* REQUIRED WORK
Mark each statement yes or no according to the text on gum in glazes, quoting the words that decide it: (a) CMC gum is intended as a suspending agent. (b) Adding gum slows how fast a glaze dries. (c) Powdered gum is easy to stir into a liquid batch that is already mixed.

Potters who are used to dipping and spraying glazes might be surprised to learn how well glazes can paint on if they have enough gum in the recipe.
Likely you have had problems getting glazes to apply evenly when dipping ware. Many dipping glazes either dry too fast or too slow, drip or curtain during draining, settle out quickly, crack during drying or go on too thick or thin. In industry 'lay-down' is considered a big factor in the ability to fire a piece with an even glaze layer free of defects. On small or delicate ware it can be very difficult to achieve good laydown.
If you have ever used commercial glazes from Duncan or Mayco you know that although the idea of painting glaze onto ware can be quite strange to potters, it actually works very well. It is just about impossible to evenly paint a typical dipping glaze, they dry way too fast and just don't flow like paint. So how does Duncan or Spectrum make a glaze 'paintable'. The answer is gum. Lots of gum.
CMC gum, for example is an organic sodium carboxymethylcellulose (like a glue) that is normally employed to harden unfired ceramic glazes (cement the particles together) for safer handling of the ware. Although CMC gum is not intended as a suspending agent, amazingly it can do exactly that. You can actually make fritted glazes that contain almost zero clay content and suspend and harden them totally using gum.
A very nice side effect of the addition of gum is that glazes dry slower. In fact, you can tune the amount of gum in the mix to achieve the drying speed you want. It should paint and flow nicely but dry fairly quickly after laydown.
How much should you use and how do you put gum in a glaze? Powdered gum resists dispersion in water thus it is difficult to add it to an existing liquid batch. However if gum powder is mixed with other dry ingredients before adding them to the water it can be done (often 0.5-1.5%). A much more effective method is to boil water, add about 25-30 grams of powdered gum per litre and mix vigorously with a mechanical mixer. Normally this mixture is added during mixing to replace part of the water however I have found that for brushing it should be used to makeup the entire water complement. There is room to use 40 grams per liter if needed.

* DATA
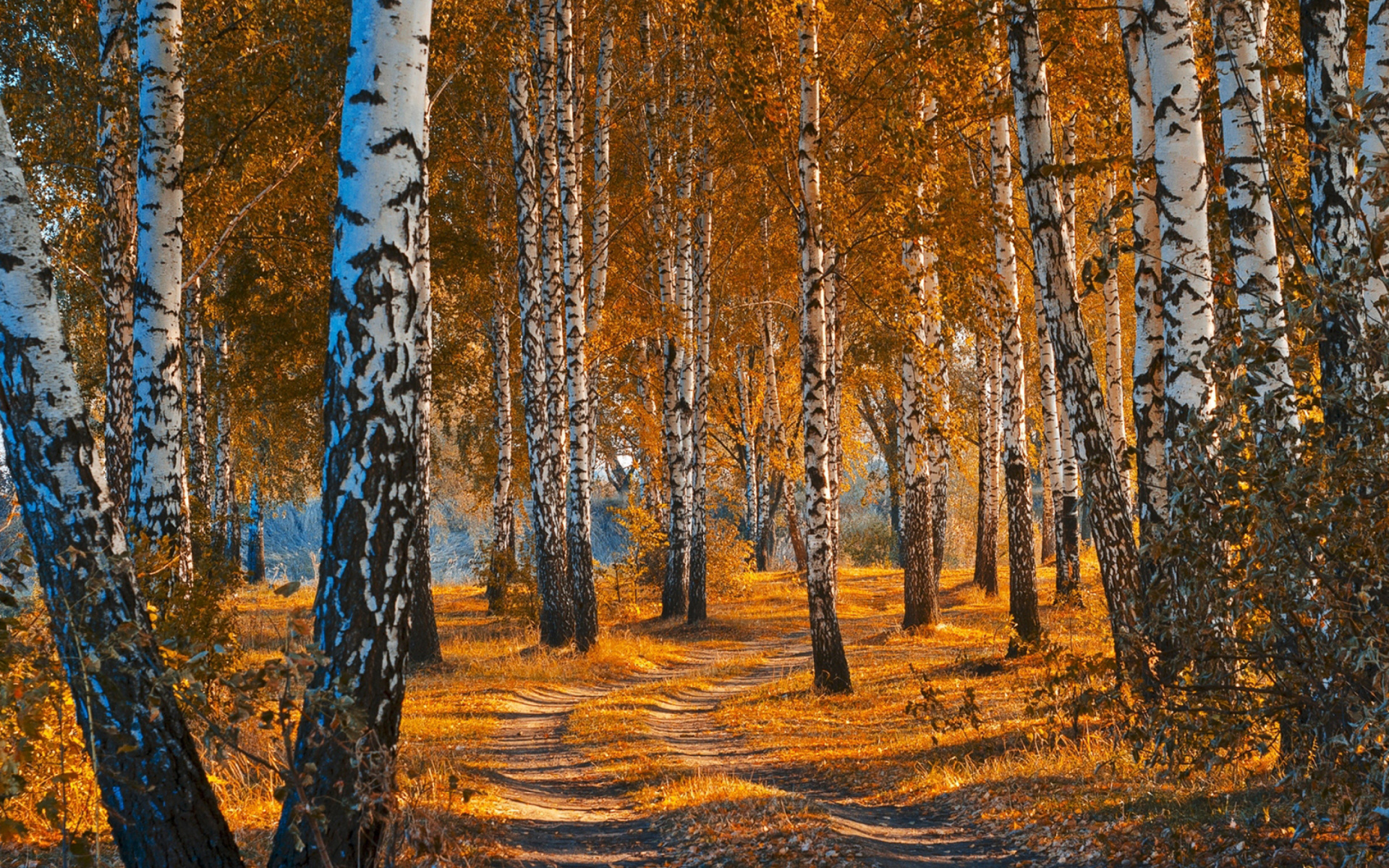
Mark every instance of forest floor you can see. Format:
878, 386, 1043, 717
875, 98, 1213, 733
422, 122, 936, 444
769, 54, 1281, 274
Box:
0, 560, 1367, 868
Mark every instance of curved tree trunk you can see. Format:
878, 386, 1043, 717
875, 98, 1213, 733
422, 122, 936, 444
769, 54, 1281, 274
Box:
268, 0, 430, 868
1008, 0, 1152, 690
0, 91, 242, 868
127, 0, 193, 579
796, 0, 851, 693
95, 0, 136, 515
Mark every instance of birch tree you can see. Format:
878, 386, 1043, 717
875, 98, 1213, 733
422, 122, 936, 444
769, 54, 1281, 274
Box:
488, 160, 515, 614
1299, 0, 1382, 422
95, 0, 136, 515
554, 0, 599, 651
1007, 0, 1152, 689
1118, 0, 1167, 584
269, 0, 430, 868
989, 25, 1046, 630
796, 0, 851, 693
900, 239, 940, 629
1100, 172, 1128, 469
128, 0, 193, 576
0, 94, 242, 868
974, 325, 1003, 596
686, 119, 714, 624
1355, 0, 1389, 301
1211, 0, 1297, 429
1143, 0, 1215, 467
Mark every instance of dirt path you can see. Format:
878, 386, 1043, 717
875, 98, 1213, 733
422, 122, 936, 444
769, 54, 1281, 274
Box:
650, 640, 1008, 868
493, 634, 1008, 868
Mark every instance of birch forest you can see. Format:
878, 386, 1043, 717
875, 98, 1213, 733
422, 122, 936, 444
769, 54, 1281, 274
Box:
0, 0, 1389, 868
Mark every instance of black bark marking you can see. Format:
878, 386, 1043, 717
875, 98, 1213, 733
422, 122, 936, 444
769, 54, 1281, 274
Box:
347, 90, 386, 106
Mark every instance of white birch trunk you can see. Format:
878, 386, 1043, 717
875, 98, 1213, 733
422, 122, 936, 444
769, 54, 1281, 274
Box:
1008, 0, 1152, 690
556, 0, 599, 651
127, 0, 193, 579
989, 51, 1046, 633
1299, 0, 1382, 422
1032, 294, 1072, 586
1143, 0, 1215, 483
183, 278, 213, 507
1102, 174, 1129, 480
1118, 0, 1167, 556
0, 93, 242, 868
685, 145, 714, 624
1355, 0, 1389, 315
899, 239, 940, 629
1211, 0, 1299, 430
268, 0, 432, 868
95, 0, 136, 515
509, 62, 569, 646
796, 0, 851, 693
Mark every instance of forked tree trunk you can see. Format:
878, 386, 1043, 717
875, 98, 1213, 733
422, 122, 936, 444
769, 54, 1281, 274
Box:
95, 0, 136, 515
556, 0, 599, 651
796, 0, 851, 693
127, 0, 193, 581
1008, 0, 1152, 690
1102, 174, 1132, 475
0, 91, 242, 868
1118, 0, 1167, 608
268, 0, 430, 868
1061, 113, 1083, 605
761, 305, 808, 574
901, 240, 940, 629
985, 42, 1045, 622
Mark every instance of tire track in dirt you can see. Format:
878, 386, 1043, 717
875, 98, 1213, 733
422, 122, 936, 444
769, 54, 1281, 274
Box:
489, 619, 1011, 868
488, 643, 778, 868
647, 634, 1013, 868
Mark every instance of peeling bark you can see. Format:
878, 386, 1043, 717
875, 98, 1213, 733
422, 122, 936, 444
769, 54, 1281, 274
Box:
1008, 0, 1152, 690
0, 98, 242, 868
269, 0, 430, 868
796, 0, 851, 693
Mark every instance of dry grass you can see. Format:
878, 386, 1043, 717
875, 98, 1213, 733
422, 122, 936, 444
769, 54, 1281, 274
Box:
0, 561, 1367, 867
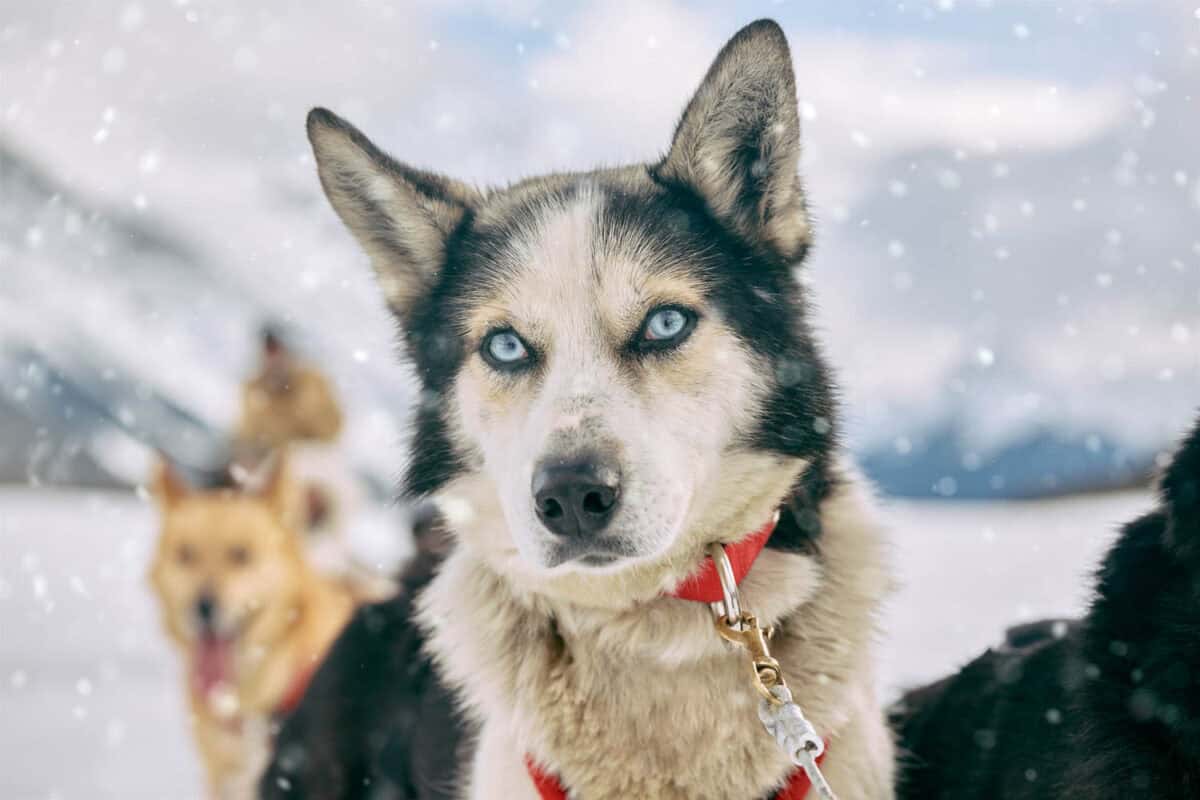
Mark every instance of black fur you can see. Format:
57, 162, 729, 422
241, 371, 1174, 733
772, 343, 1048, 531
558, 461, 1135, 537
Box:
401, 172, 836, 513
259, 510, 469, 800
893, 423, 1200, 800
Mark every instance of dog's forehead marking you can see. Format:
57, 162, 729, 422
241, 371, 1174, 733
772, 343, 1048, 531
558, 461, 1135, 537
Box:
468, 179, 703, 344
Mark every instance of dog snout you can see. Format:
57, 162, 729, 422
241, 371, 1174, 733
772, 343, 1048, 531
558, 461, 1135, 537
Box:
193, 591, 217, 628
533, 455, 620, 539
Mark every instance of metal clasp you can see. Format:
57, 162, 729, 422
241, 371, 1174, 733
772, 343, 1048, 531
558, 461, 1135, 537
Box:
708, 543, 787, 704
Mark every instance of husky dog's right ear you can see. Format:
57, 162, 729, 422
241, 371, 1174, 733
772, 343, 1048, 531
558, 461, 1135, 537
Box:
308, 108, 479, 314
656, 19, 810, 261
1159, 420, 1200, 565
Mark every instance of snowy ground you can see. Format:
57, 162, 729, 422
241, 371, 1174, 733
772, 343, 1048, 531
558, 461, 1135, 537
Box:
0, 489, 1150, 800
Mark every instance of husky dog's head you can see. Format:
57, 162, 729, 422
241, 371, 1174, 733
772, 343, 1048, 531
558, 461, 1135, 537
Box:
308, 22, 833, 582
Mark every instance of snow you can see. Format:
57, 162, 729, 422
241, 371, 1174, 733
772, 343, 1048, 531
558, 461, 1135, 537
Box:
0, 0, 1200, 494
0, 488, 1150, 800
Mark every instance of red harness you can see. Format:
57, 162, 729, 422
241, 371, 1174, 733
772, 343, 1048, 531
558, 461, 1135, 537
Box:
524, 517, 824, 800
275, 662, 319, 717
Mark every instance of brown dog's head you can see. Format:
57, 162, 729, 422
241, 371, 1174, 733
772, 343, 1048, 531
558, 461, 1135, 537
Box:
150, 462, 307, 694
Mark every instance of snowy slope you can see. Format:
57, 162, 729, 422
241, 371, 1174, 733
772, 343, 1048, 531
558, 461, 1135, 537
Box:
0, 0, 1200, 497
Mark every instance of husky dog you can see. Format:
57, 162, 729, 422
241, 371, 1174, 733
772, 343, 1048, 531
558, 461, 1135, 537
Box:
894, 423, 1200, 800
288, 20, 893, 800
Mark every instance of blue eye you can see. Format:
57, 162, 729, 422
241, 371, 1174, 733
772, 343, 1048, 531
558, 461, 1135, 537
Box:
480, 330, 529, 369
640, 306, 696, 349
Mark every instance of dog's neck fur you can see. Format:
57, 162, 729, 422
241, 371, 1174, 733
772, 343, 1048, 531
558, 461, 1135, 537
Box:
421, 465, 892, 800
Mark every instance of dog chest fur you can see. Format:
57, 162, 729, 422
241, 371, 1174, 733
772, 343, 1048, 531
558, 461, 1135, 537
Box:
421, 486, 892, 800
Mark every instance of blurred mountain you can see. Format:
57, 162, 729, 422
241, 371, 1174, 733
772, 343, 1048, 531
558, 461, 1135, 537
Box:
0, 142, 403, 491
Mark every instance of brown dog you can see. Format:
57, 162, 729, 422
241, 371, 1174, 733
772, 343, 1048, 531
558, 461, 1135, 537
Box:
150, 453, 353, 800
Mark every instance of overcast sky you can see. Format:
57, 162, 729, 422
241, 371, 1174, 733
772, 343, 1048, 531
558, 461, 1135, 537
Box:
0, 0, 1200, 453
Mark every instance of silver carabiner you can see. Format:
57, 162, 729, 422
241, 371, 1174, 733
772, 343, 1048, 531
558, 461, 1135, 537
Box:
708, 542, 742, 626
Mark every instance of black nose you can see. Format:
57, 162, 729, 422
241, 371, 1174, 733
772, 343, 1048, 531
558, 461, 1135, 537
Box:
196, 593, 217, 627
533, 456, 620, 539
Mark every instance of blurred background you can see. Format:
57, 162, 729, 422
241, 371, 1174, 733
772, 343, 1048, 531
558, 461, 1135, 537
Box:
0, 0, 1200, 798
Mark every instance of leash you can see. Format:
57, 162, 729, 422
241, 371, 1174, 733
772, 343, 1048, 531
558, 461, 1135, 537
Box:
524, 511, 838, 800
708, 542, 838, 800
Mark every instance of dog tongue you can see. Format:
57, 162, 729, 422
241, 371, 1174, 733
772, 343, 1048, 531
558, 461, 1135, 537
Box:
192, 633, 233, 697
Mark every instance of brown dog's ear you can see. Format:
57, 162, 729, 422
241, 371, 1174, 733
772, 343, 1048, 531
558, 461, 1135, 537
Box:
150, 456, 191, 509
230, 447, 299, 528
656, 19, 811, 261
308, 108, 479, 314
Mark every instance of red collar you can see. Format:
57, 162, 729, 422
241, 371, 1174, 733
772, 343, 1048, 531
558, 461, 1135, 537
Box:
526, 515, 824, 800
526, 742, 828, 800
671, 515, 778, 603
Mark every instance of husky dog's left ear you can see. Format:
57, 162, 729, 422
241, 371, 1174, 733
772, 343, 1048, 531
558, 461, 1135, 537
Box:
308, 108, 479, 314
658, 19, 810, 260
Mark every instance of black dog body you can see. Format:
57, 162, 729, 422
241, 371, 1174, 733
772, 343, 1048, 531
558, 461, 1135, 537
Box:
893, 425, 1200, 800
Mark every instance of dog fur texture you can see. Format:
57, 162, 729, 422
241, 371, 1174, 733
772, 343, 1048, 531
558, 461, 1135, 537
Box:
893, 423, 1200, 800
285, 22, 893, 800
150, 455, 350, 800
259, 507, 472, 800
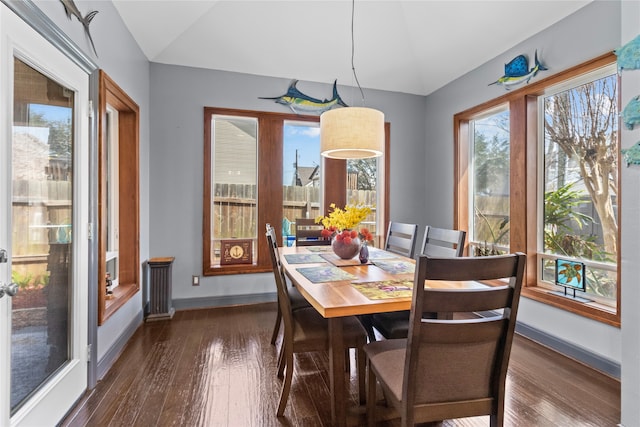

* THE ANSWER
(a) No: "Although CMC gum is not intended as a suspending agent, amazingly it can do exactly that."
(b) Yes: "A very nice side effect of the addition of gum is that glazes dry slower."
(c) No: "Powdered gum resists dispersion in water thus it is difficult to add it to an existing liquid batch."